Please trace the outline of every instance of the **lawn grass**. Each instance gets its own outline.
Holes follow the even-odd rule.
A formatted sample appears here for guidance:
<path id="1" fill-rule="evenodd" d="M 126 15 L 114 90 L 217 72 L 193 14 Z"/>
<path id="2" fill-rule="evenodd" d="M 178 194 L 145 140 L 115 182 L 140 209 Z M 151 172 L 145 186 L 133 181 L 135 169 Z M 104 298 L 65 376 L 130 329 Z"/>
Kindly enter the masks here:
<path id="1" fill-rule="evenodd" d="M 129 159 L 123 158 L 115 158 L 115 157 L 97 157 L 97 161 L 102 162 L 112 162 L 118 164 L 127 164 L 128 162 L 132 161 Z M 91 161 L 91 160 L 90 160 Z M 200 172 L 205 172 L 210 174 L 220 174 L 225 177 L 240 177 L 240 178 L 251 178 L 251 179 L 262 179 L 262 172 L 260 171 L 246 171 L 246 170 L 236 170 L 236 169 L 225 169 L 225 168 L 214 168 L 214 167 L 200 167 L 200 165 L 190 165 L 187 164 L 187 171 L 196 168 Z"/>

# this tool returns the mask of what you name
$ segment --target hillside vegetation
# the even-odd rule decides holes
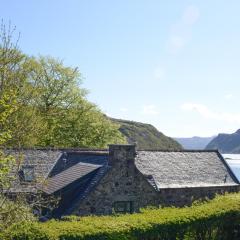
[[[232,134],[219,134],[206,149],[218,149],[221,153],[240,153],[240,129]]]
[[[138,149],[182,149],[178,142],[165,136],[150,124],[113,118],[111,120],[120,125],[119,130],[127,138],[128,143],[136,143]]]
[[[17,224],[4,240],[237,240],[240,237],[240,194],[185,208],[144,209],[115,216],[68,217],[65,221]]]
[[[204,149],[214,137],[174,138],[184,149]]]

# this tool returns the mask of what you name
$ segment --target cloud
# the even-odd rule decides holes
[[[185,103],[181,106],[184,111],[193,111],[199,113],[202,117],[209,120],[218,120],[228,123],[240,123],[239,113],[216,112],[203,104]]]
[[[196,6],[187,6],[180,19],[172,25],[167,41],[167,48],[171,53],[179,52],[190,40],[192,28],[198,21],[200,12]]]
[[[142,114],[145,115],[158,115],[159,111],[157,110],[157,107],[155,105],[144,105]]]
[[[166,71],[163,67],[159,66],[157,68],[155,68],[154,70],[154,78],[157,80],[161,80],[165,77],[166,75]]]
[[[191,26],[197,22],[199,17],[199,9],[196,6],[188,6],[182,15],[182,22]]]
[[[228,94],[224,95],[224,98],[229,100],[229,99],[233,98],[233,95],[231,93],[228,93]]]

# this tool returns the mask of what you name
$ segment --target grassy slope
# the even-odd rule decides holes
[[[136,143],[138,149],[179,150],[182,146],[174,139],[165,136],[150,124],[120,119],[111,119],[120,125],[120,132],[128,143]]]

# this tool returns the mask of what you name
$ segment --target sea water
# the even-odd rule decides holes
[[[240,181],[240,154],[223,154],[223,157]]]

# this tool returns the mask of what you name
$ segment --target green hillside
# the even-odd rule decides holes
[[[128,143],[136,143],[138,149],[182,149],[178,142],[165,136],[150,124],[113,118],[111,120],[120,125],[119,130],[127,138]]]
[[[219,134],[206,149],[218,149],[221,153],[240,153],[240,129],[232,134]]]

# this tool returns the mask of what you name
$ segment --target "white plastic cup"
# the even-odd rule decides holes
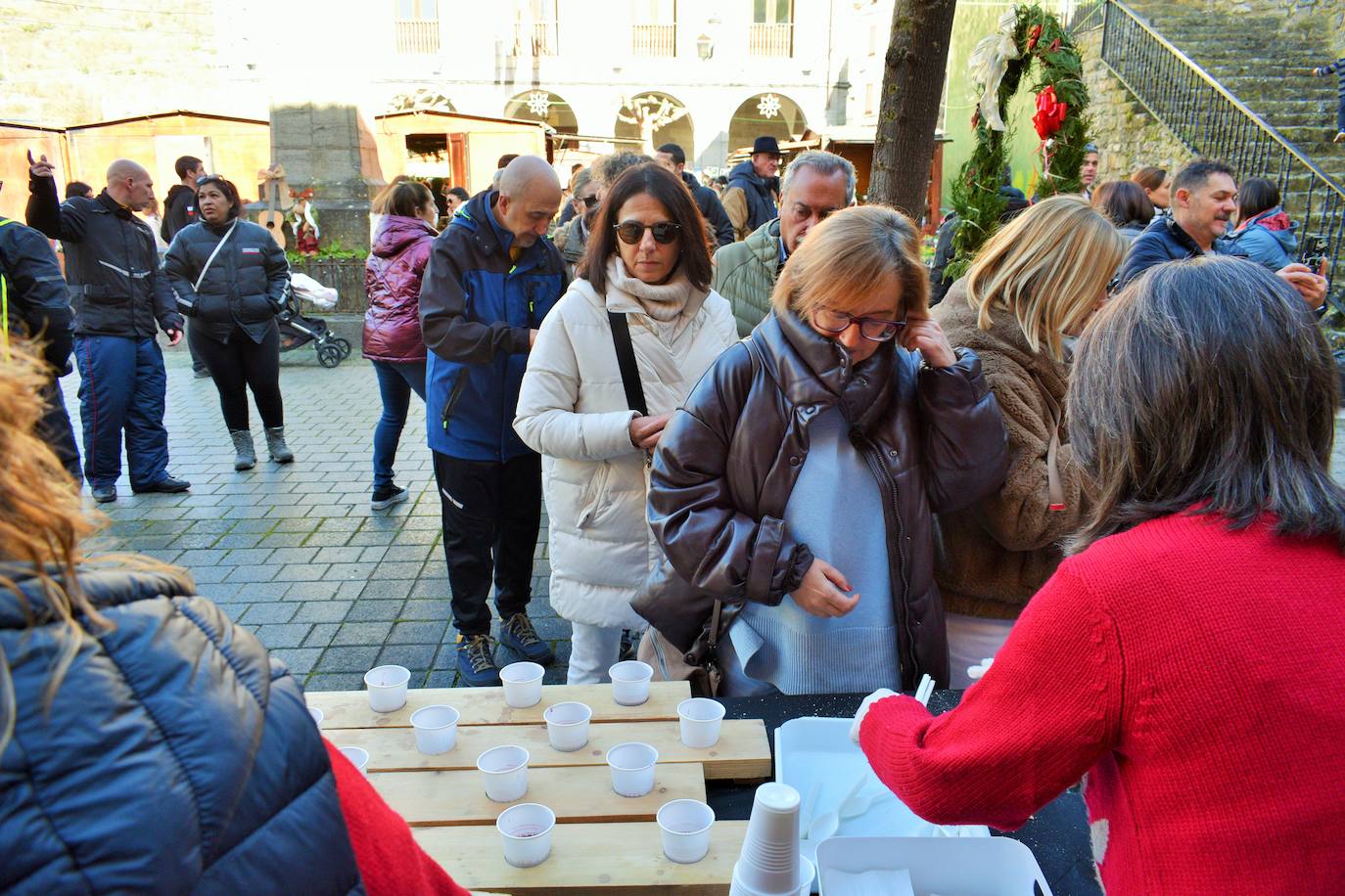
[[[555,813],[542,803],[510,806],[495,819],[504,841],[504,861],[514,868],[541,865],[551,854]]]
[[[588,744],[593,711],[582,703],[557,703],[547,707],[542,717],[546,719],[546,736],[551,742],[551,750],[574,752]]]
[[[350,759],[350,764],[359,768],[360,774],[369,775],[369,751],[360,750],[359,747],[342,747],[340,755]]]
[[[612,768],[612,790],[620,797],[643,797],[654,790],[654,766],[659,751],[648,744],[624,743],[607,751]]]
[[[500,669],[504,703],[515,709],[526,709],[542,703],[542,676],[546,669],[535,662],[511,662]]]
[[[364,673],[369,708],[374,712],[397,712],[406,705],[406,684],[412,680],[405,666],[374,666]]]
[[[733,880],[741,881],[746,892],[792,896],[799,889],[799,791],[764,783],[752,802]]]
[[[691,865],[710,852],[710,826],[714,810],[699,799],[674,799],[655,815],[663,837],[663,854],[679,865]]]
[[[412,713],[416,748],[426,756],[448,752],[457,743],[457,709],[434,704]]]
[[[527,793],[527,751],[522,747],[491,747],[476,758],[486,780],[486,795],[498,803],[511,803]]]
[[[639,707],[650,699],[654,666],[639,660],[625,660],[607,670],[612,678],[612,699],[623,707]]]
[[[812,862],[807,856],[799,856],[799,888],[788,889],[785,893],[768,893],[763,889],[752,889],[738,877],[738,865],[733,865],[733,885],[729,887],[729,896],[808,896],[812,892],[812,877],[815,875]]]
[[[677,705],[682,723],[682,743],[693,750],[705,750],[720,743],[724,723],[724,704],[707,697],[691,697]]]

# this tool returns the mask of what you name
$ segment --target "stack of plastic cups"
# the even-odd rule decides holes
[[[799,854],[799,791],[757,787],[729,896],[795,896],[812,888],[812,864]]]

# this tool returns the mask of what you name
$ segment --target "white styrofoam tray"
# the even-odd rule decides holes
[[[790,785],[799,791],[799,797],[807,801],[808,790],[814,780],[820,780],[818,801],[814,815],[820,815],[845,797],[855,778],[865,774],[868,778],[859,793],[881,794],[869,810],[857,817],[841,821],[837,837],[939,837],[952,834],[952,838],[963,837],[990,837],[990,829],[982,825],[946,827],[939,830],[937,825],[931,825],[897,795],[888,790],[886,785],[878,780],[869,767],[859,746],[850,740],[851,719],[818,719],[803,717],[791,719],[775,729],[775,779]],[[800,832],[803,837],[807,832]],[[803,840],[799,844],[800,852],[816,864],[818,845]],[[814,881],[814,889],[816,881]],[[937,891],[935,891],[937,892]]]
[[[1037,857],[1007,837],[833,837],[816,865],[822,896],[853,896],[835,887],[837,872],[897,869],[909,872],[915,896],[1032,896],[1033,883],[1052,896]]]

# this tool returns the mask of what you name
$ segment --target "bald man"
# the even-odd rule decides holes
[[[43,156],[28,169],[28,224],[65,244],[85,480],[94,500],[117,500],[122,433],[133,492],[186,492],[191,484],[168,473],[168,377],[155,339],[163,328],[168,344],[176,345],[183,320],[159,271],[153,231],[133,214],[155,196],[149,172],[118,159],[108,167],[101,193],[61,204]]]
[[[518,390],[537,328],[568,286],[546,238],[561,181],[519,156],[499,189],[473,196],[434,240],[420,313],[429,359],[425,407],[444,516],[444,559],[463,684],[499,685],[487,595],[500,643],[533,662],[551,649],[527,617],[542,512],[541,458],[514,434]]]

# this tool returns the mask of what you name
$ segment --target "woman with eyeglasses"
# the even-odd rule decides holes
[[[943,513],[935,578],[948,622],[952,686],[993,658],[1014,619],[1064,559],[1092,502],[1065,430],[1067,343],[1107,297],[1126,236],[1099,210],[1114,184],[1052,196],[1002,227],[933,310],[976,352],[1009,429],[1009,476],[964,510]],[[1147,201],[1139,192],[1139,200]]]
[[[648,451],[737,339],[710,289],[705,232],[675,175],[625,171],[529,355],[514,429],[542,454],[551,606],[573,627],[569,684],[604,681],[623,629],[644,627],[631,599],[659,557],[644,521]]]
[[[928,294],[908,218],[838,211],[668,422],[650,523],[675,575],[728,604],[721,693],[947,685],[932,514],[999,488],[1006,455],[981,361]],[[639,609],[683,652],[721,634],[686,588]]]
[[[178,231],[164,271],[178,308],[192,318],[187,339],[206,363],[234,446],[234,469],[257,465],[247,423],[247,390],[257,402],[266,449],[276,463],[291,463],[285,407],[280,396],[280,328],[289,262],[270,232],[239,218],[238,189],[218,175],[196,179],[200,220]]]

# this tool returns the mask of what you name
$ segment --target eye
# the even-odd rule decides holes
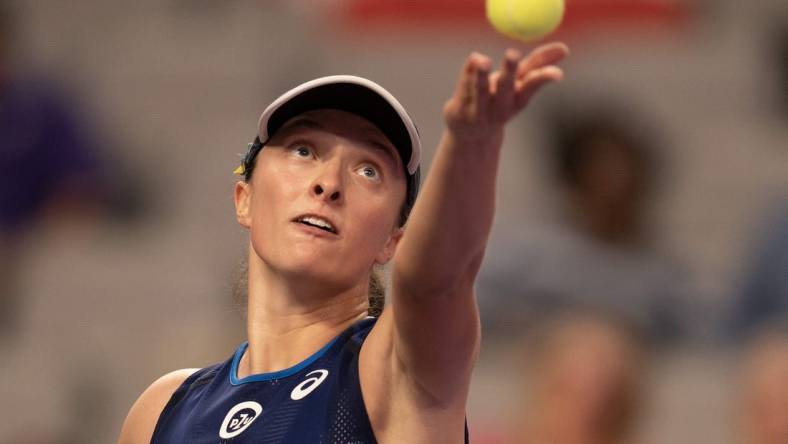
[[[297,145],[293,147],[292,152],[298,157],[306,158],[312,156],[312,149],[304,145]]]
[[[380,177],[378,170],[376,170],[375,167],[371,165],[364,165],[363,167],[359,168],[358,172],[362,176],[369,179],[378,179]]]

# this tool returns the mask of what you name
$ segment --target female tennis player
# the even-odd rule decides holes
[[[473,284],[504,127],[562,78],[567,53],[509,49],[494,72],[471,54],[418,201],[416,127],[383,88],[332,76],[274,101],[234,193],[250,233],[248,342],[154,382],[119,442],[467,442]],[[390,303],[371,317],[373,269],[391,260]]]

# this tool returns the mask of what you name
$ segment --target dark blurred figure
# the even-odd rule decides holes
[[[51,82],[14,72],[13,12],[0,6],[0,343],[19,323],[26,236],[42,219],[92,213],[103,192],[75,106]]]
[[[733,307],[730,333],[737,341],[788,317],[788,199],[768,213],[757,230],[759,239]]]
[[[686,277],[653,252],[645,226],[659,143],[631,117],[601,107],[552,113],[547,157],[561,214],[503,233],[488,254],[480,297],[486,325],[516,328],[592,307],[631,319],[655,341],[681,336]]]
[[[765,328],[750,342],[741,381],[740,442],[788,442],[788,324]]]
[[[525,353],[531,381],[521,403],[523,444],[631,442],[642,405],[644,358],[639,335],[613,317],[559,316],[535,330]]]

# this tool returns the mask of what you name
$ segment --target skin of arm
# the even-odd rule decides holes
[[[509,49],[490,73],[490,59],[473,53],[444,106],[446,127],[394,256],[390,307],[362,349],[362,391],[381,442],[461,442],[480,340],[473,285],[493,222],[504,127],[536,91],[562,79],[555,64],[567,54],[560,43],[526,57]]]
[[[118,444],[149,444],[161,411],[175,390],[196,368],[176,370],[157,379],[129,410],[118,438]]]

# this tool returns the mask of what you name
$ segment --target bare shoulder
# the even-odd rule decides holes
[[[183,381],[197,370],[185,368],[167,373],[145,389],[126,415],[118,444],[150,443],[164,406]]]

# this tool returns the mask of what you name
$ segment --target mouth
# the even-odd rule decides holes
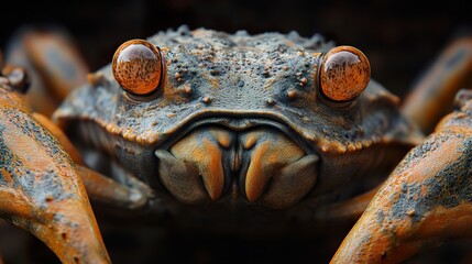
[[[315,186],[319,156],[286,125],[261,119],[205,119],[155,151],[158,177],[186,204],[243,199],[286,208]]]

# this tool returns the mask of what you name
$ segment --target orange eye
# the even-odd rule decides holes
[[[321,91],[331,100],[354,99],[367,87],[370,78],[369,59],[355,47],[334,47],[322,59]]]
[[[128,41],[114,52],[112,69],[114,79],[125,91],[138,96],[149,95],[161,82],[161,53],[146,41]]]

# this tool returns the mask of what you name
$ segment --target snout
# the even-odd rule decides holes
[[[318,155],[270,125],[233,130],[206,124],[155,151],[158,177],[187,204],[232,199],[286,208],[315,186]],[[234,195],[237,194],[237,195]]]

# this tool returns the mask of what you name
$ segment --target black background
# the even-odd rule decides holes
[[[61,2],[46,0],[33,3],[17,1],[10,2],[8,8],[7,3],[2,4],[0,47],[4,47],[12,34],[21,26],[59,25],[75,40],[90,69],[96,70],[111,61],[114,50],[124,41],[134,37],[144,38],[157,31],[176,29],[182,24],[187,24],[190,29],[204,26],[230,33],[238,30],[246,30],[251,34],[267,31],[282,33],[297,31],[303,36],[320,33],[337,44],[353,45],[362,50],[371,62],[372,77],[395,94],[405,96],[415,79],[451,40],[472,33],[472,4],[466,2],[472,1],[440,0],[438,3],[413,0],[69,0]],[[106,238],[109,246],[113,246],[112,239],[108,238],[107,241]],[[125,240],[127,237],[116,239]],[[216,244],[218,241],[212,245]],[[119,245],[116,246],[120,249]],[[183,244],[173,240],[169,244],[150,245],[153,249],[160,246],[172,249],[173,255],[168,260],[158,260],[160,256],[166,256],[155,252],[155,262],[173,263],[172,260],[175,260],[173,257],[182,253],[178,246]],[[184,246],[189,249],[198,245],[184,243]],[[188,257],[182,253],[182,257],[177,260],[197,263],[206,263],[205,260],[211,257],[213,257],[212,263],[229,263],[232,262],[231,260],[248,261],[237,255],[224,255],[223,250],[234,244],[219,246],[221,254],[208,256],[205,255],[204,249],[202,256],[199,255],[201,251],[195,251]],[[287,250],[292,248],[288,245]],[[257,263],[264,263],[263,255],[270,252],[270,250],[256,252],[255,249],[243,249],[242,252],[231,254],[255,255],[253,260]],[[122,250],[125,251],[124,248]],[[284,251],[283,248],[275,250]],[[292,249],[289,252],[293,254],[299,251],[301,249]],[[310,261],[309,252],[303,253],[306,254],[305,257],[294,255],[293,258],[288,256],[283,260],[292,260],[293,263],[296,263],[296,260]],[[278,252],[276,255],[284,255],[284,252]],[[215,260],[215,256],[221,258]],[[133,257],[140,260],[132,255],[129,260]],[[451,263],[452,258],[436,261]]]

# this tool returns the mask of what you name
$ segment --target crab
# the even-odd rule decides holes
[[[123,43],[94,74],[58,35],[13,44],[0,216],[63,263],[111,263],[101,209],[231,234],[355,221],[331,263],[397,263],[471,235],[470,40],[405,101],[361,51],[318,34],[182,26]]]

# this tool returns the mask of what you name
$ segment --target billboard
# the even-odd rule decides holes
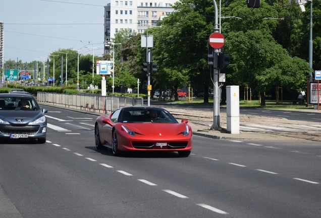
[[[18,80],[18,70],[9,69],[5,72],[5,76],[7,80]]]
[[[319,99],[319,104],[321,103],[321,84],[317,82],[310,82],[310,88],[309,89],[309,100],[310,104],[317,104],[317,100]]]
[[[96,72],[97,75],[111,75],[112,61],[96,61]]]

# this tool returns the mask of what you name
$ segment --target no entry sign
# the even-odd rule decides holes
[[[221,48],[224,45],[225,39],[219,32],[215,32],[210,34],[208,38],[209,45],[214,48]]]

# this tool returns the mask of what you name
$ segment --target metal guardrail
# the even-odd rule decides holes
[[[50,92],[37,93],[37,101],[64,107],[107,114],[126,106],[143,106],[143,98]]]

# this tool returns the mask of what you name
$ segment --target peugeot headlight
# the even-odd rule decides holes
[[[46,118],[44,116],[42,116],[40,118],[38,118],[34,121],[32,121],[30,123],[30,124],[38,124],[40,123],[44,123],[46,121]]]
[[[136,135],[136,134],[135,134],[135,132],[134,132],[133,131],[130,130],[129,129],[126,127],[126,126],[122,125],[122,128],[123,128],[124,130],[125,130],[126,132],[128,133],[129,135],[132,136],[135,136]]]
[[[184,136],[187,136],[189,134],[189,130],[188,130],[188,126],[185,125],[185,130],[182,132],[182,134]]]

§ TASK OBJECTIVE
Repeat the material above verbatim, from its first line through the line containing "Kindly enter the", inclusive.

§ SOLUTION TO THIS PROBLEM
Please trace the outline of every instance of the **lawn grass**. Each instance gets its own outline.
Holes follow the even-odd rule.
A formatted sample appears here for guidance:
<path id="1" fill-rule="evenodd" d="M 126 15 L 114 90 L 217 72 L 193 14 Z"/>
<path id="2" fill-rule="evenodd" d="M 178 194 L 145 140 L 115 182 L 140 209 Z M 151 172 L 145 186 L 133 181 L 135 169 Z M 104 298 L 65 376 L 130 329 Z"/>
Kindly enter the masks here:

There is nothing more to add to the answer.